Source extract

Before the Tribunal, the Applicant confirmed that he had not achieved the requisite score in any International English Language Testing System (‘IELTS’) tests or other relevant test and had never applied for a skills assessment.
Although the requirement for a visa Applicant to have “competent English” appears under the heading: “Criteria to be Satisfied at Time of Application”, given the wording of Regulation 1.15C of the Regulations the criteria could be satisfied at any time prior to the date on which the application was decided.[3]
[3] Berenguel v Minister for Immigration and Citizenship (2010) 114 ALD 1 at [25].
The Applicant however failed to provide the Tribunal with evidence of having achieved “competent English” in accordance with Regulation 1.15C of the Regulations. The Tribunal’s decision accorded with the only decision that was open to it on the evidence before it. It concluded the decision under review should be affirmed.
In its Decision Record, as accurately set out in paragraph 21 of the Outline of the First Respondent’s Submissions filed 9 October 2014, the Tribunal affirmed the delegate’s decision to refuse to grant the Applicant the Skilled (Provisional) (Class VC) Subclass 485 visa. In its Decision Record the Tribunal:-
“(a) identified the applicant’s English language proficiency as being an issue;
(b) found that the applicant did not hold a passport of the type listed in IMMI 09/73, and therefore could not satisfy reg. 1.15C(b);
(c) identified that Berenguel applied to the Visa application, and that the applicant could satisfy reg. 1.15C(a) by achieving the specified score in a test undertaken after the Visa application had been made, but not more than 2 years earlier;
(d) found that there was no evidence before it that the applicant achieved the specified score in an IELTS test conducted not more than 2 years before the day on which the Visa application was lodged;
(e) found that the applicant did not have competent English as defined in reg. 1.15C(a);
(f) therefore found that the applicant did not satisfy cl. 485.215; and
(g) therefore affirmed the decision not to grant the Visa.”

Work to complete
(a) In the excerpt on the visa refusal, list each lettered point of the quoted Decision Record that says the Tribunal "found" something. Give the letter and what was found.
(b) Write the next passage of the excerpt on the visa refusal, picking up after its final sentence.

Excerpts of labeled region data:
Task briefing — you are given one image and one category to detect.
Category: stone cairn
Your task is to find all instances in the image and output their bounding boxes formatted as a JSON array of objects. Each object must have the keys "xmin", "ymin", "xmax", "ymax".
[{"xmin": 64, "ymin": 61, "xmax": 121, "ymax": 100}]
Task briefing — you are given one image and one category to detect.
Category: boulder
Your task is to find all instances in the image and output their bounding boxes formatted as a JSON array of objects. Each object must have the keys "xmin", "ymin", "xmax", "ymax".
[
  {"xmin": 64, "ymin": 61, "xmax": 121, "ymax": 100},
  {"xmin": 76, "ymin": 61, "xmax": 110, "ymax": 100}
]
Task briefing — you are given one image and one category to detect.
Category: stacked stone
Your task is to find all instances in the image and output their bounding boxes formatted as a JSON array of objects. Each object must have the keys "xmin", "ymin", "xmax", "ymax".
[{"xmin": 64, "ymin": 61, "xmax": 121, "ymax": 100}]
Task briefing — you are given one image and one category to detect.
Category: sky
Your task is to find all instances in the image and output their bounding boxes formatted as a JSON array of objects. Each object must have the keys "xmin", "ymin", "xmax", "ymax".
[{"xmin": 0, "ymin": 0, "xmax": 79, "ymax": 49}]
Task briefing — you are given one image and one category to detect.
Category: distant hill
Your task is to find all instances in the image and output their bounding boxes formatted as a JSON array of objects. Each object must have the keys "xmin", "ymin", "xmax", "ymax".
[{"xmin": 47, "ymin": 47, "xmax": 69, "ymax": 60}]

Per-task answers
(a)
(b) The applicant did not hold a passport of the type listed in IMMI 09/73, and therefore could not satisfy reg. 1.15C(b).
(d) There was no evidence before it that the applicant achieved the specified score in an IELTS test conducted not more than 2 years before the day on which the Visa application was lodged.
(e) The applicant did not have competent English as defined in reg. 1.15C(a).
(f) The applicant therefore did not satisfy cl. 485.215.

(b)
Consideration
On the hearing this day, the Applicant appeared in person. He submitted that his current visa difficulties were the fault of his earlier immigration agent who applied for the wrong visa for him. Essentially, that is what he put before the Tribunal as described above. He pointed to no jurisdictional error attending the Tribunal decision and could not in any way particularise the grounds of his application further. The Tribunal had no discretion to waive the requirements of the visa for the Applicant. Whatever mistake may have been made by the Applicant’s migration agent, if one had, the Tribunal’s decision is not thereby affected, save for a fraud on the Tribunal.[4]
[4] See SZFDE v Minister for Immigration and Citizenship(2007) 237 ALR 64.
No error of law is apparent on the face of the Tribunal’s decision. The Tribunal understood the nature of its decision-making task. It set out the relevant law and it reached a conclusion open to it on the evidence before it.
The Tribunal invited the Applicant to attend a hearing and give evidence and present arguments in accordance with s.360 of the Migration Act1958 (Cth). The issues arising on the decision under review were made known to the Applicant in both the delegate’s decision itself of 26 September 2013, and in the invitation to the Tribunal hearing forwarded to the Applicant and dated 23 September 2013.
The Tribunal’s decision was the only decision available to it on the evidence before it. The Applicant’s failure to provide any evidence that he had competent English was dispositive of the application for review to the Tribunal. There is no jurisdictional error attending the Tribunal’s decision and this application is dismissed with costs following the event.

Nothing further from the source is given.